PROMPT
Extract each line of the material that contains the string "positive".

Saved dataset items
[Start of Attachment]
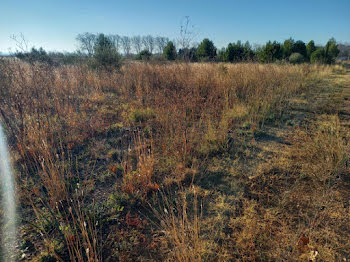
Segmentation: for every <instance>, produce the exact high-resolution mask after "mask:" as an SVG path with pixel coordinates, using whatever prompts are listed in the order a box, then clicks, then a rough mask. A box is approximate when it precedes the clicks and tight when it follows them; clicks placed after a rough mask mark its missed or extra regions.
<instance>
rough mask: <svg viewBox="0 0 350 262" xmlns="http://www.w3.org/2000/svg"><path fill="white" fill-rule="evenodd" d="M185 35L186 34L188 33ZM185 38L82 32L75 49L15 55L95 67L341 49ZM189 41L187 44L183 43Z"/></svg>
mask: <svg viewBox="0 0 350 262" xmlns="http://www.w3.org/2000/svg"><path fill="white" fill-rule="evenodd" d="M185 36H186V35H185ZM186 37H187V38H186V39H185V38H184V39H178V40H177V41H170V40H169V38H168V37H162V36H156V37H154V36H151V35H146V36H139V35H137V36H132V37H129V36H119V35H115V34H114V35H105V34H102V33H99V34H93V33H87V32H86V33H83V34H79V35H77V37H76V40H77V42H78V44H79V49H78V50H77V52H75V53H66V54H63V53H59V52H51V53H47V52H46V51H45V50H43V49H42V48H39V49H35V48H32V49H31V51H29V52H17V53H16V54H15V55H16V57H18V58H20V59H23V60H26V61H28V62H33V61H41V62H45V63H55V62H57V61H59V62H60V63H64V64H71V63H83V62H87V63H88V64H89V65H91V66H93V67H104V68H115V67H119V66H120V64H121V60H122V58H123V57H124V58H127V59H135V60H143V61H144V60H146V61H149V60H169V61H174V60H179V61H187V62H209V61H210V62H230V63H236V62H249V61H250V62H260V63H273V62H277V61H281V62H289V63H293V64H297V63H323V64H332V63H334V62H335V59H336V57H337V56H338V54H339V52H340V50H339V49H338V45H337V42H336V40H335V39H334V38H331V39H329V41H328V42H327V43H326V45H325V46H316V45H315V42H314V41H313V40H311V41H309V42H308V43H307V44H306V43H304V42H303V41H301V40H298V41H295V40H294V39H292V38H289V39H287V40H285V41H284V42H282V43H280V42H277V41H273V42H272V41H268V42H267V43H266V44H265V45H262V46H257V47H254V48H253V47H252V45H251V44H250V43H249V42H248V41H247V42H245V43H242V42H241V41H237V42H233V43H229V44H228V45H227V47H224V48H221V49H220V50H218V49H217V48H216V47H215V45H214V43H213V41H211V40H209V39H208V38H205V39H203V41H202V42H200V43H199V44H193V43H192V42H191V41H188V36H186ZM184 43H186V44H184Z"/></svg>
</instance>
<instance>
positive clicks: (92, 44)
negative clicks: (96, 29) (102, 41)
mask: <svg viewBox="0 0 350 262" xmlns="http://www.w3.org/2000/svg"><path fill="white" fill-rule="evenodd" d="M96 39H97V35H96V34H92V33H88V32H86V33H83V34H79V35H78V36H77V37H76V40H77V41H78V42H79V45H80V50H81V51H82V52H87V53H88V55H89V56H90V57H91V56H93V55H94V46H95V42H96Z"/></svg>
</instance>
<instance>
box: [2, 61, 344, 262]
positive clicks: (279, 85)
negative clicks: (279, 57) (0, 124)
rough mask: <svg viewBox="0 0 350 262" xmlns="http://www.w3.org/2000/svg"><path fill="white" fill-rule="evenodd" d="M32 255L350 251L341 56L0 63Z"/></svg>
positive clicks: (209, 253)
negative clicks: (311, 63)
mask: <svg viewBox="0 0 350 262" xmlns="http://www.w3.org/2000/svg"><path fill="white" fill-rule="evenodd" d="M0 119H1V121H2V122H3V124H4V126H5V128H6V131H7V135H8V141H9V144H10V148H11V154H12V158H13V165H14V167H15V170H16V181H17V194H18V204H19V213H20V215H19V221H20V244H19V248H18V260H22V261H310V260H311V261H348V260H349V259H350V238H349V236H350V227H349V225H350V169H349V168H350V167H349V138H350V136H349V134H350V133H349V126H350V73H349V69H347V68H346V67H345V66H343V65H332V66H322V65H309V64H302V65H290V64H281V65H277V64H256V63H246V64H245V63H239V64H223V63H220V64H214V63H196V64H186V63H165V64H150V63H129V64H125V65H123V66H122V67H121V69H120V70H118V71H109V72H105V71H96V70H92V69H89V68H88V67H86V66H59V67H52V66H47V65H43V64H33V65H30V64H26V63H23V62H19V61H7V60H6V61H5V60H2V61H0Z"/></svg>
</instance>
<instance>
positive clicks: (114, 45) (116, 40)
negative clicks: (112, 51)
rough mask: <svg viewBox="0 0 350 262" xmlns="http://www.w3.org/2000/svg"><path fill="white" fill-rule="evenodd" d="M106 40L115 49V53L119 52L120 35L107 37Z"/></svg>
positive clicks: (111, 35)
mask: <svg viewBox="0 0 350 262" xmlns="http://www.w3.org/2000/svg"><path fill="white" fill-rule="evenodd" d="M108 38H109V39H110V40H111V42H112V43H113V45H114V47H115V49H117V52H119V49H120V46H121V37H120V35H109V36H108Z"/></svg>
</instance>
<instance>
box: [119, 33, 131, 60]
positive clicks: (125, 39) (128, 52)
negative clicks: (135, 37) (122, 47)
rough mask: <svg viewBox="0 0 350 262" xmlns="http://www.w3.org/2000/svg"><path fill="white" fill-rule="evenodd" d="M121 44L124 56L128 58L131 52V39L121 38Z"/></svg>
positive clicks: (129, 38) (122, 37)
mask: <svg viewBox="0 0 350 262" xmlns="http://www.w3.org/2000/svg"><path fill="white" fill-rule="evenodd" d="M121 44H122V47H123V50H124V54H125V55H126V56H128V55H129V54H130V50H131V39H130V37H128V36H123V37H121Z"/></svg>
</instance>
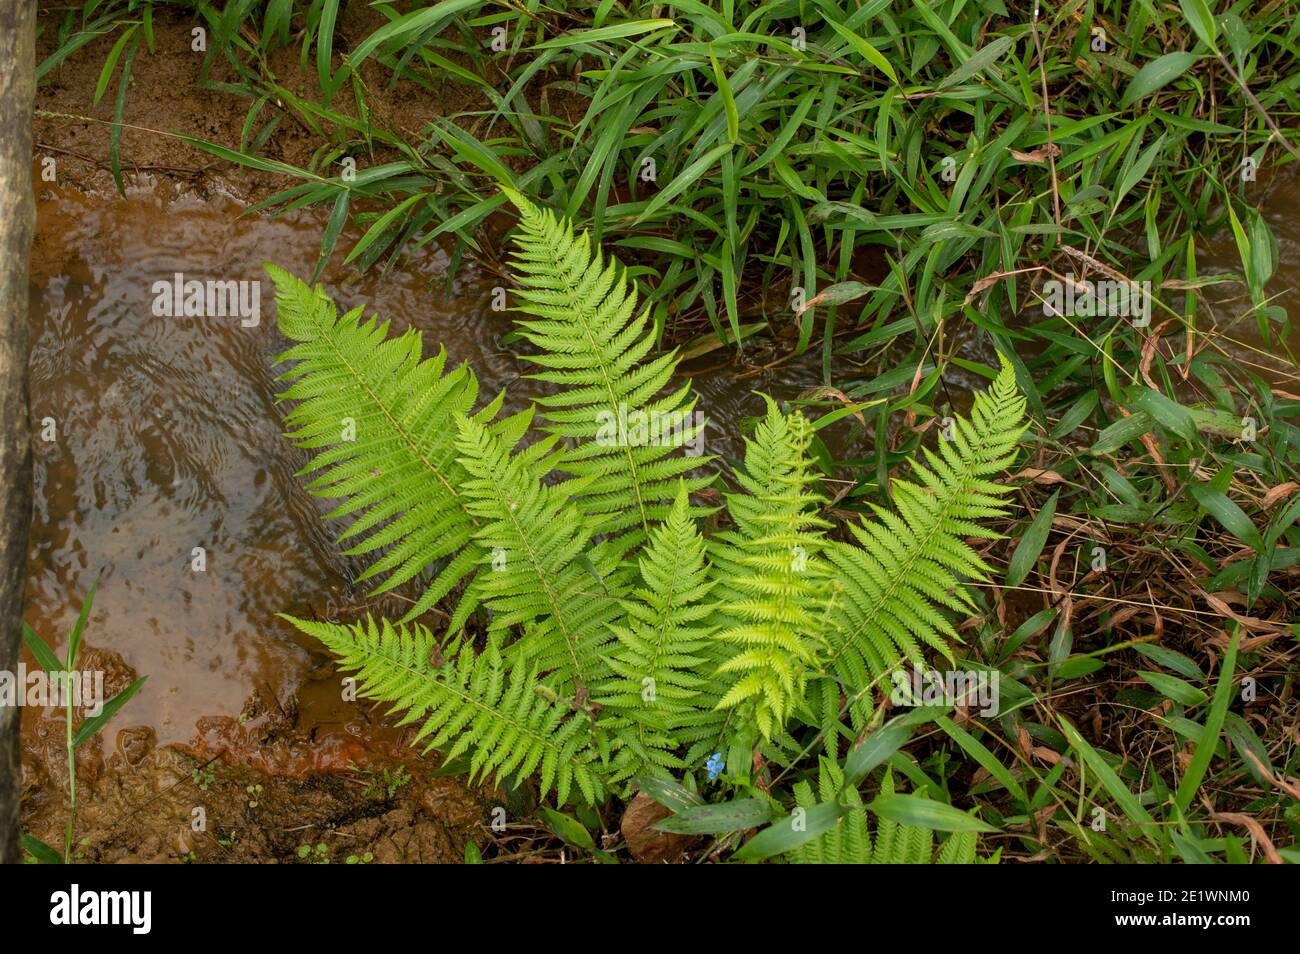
[End of Attachment]
EXERCISE RESULT
positive clicks: (92, 44)
positive clicks: (279, 85)
positive clicks: (209, 253)
positive clicks: (114, 45) (116, 40)
positive clicks: (111, 35)
positive clicks: (125, 39) (128, 52)
positive clicks: (129, 38) (122, 37)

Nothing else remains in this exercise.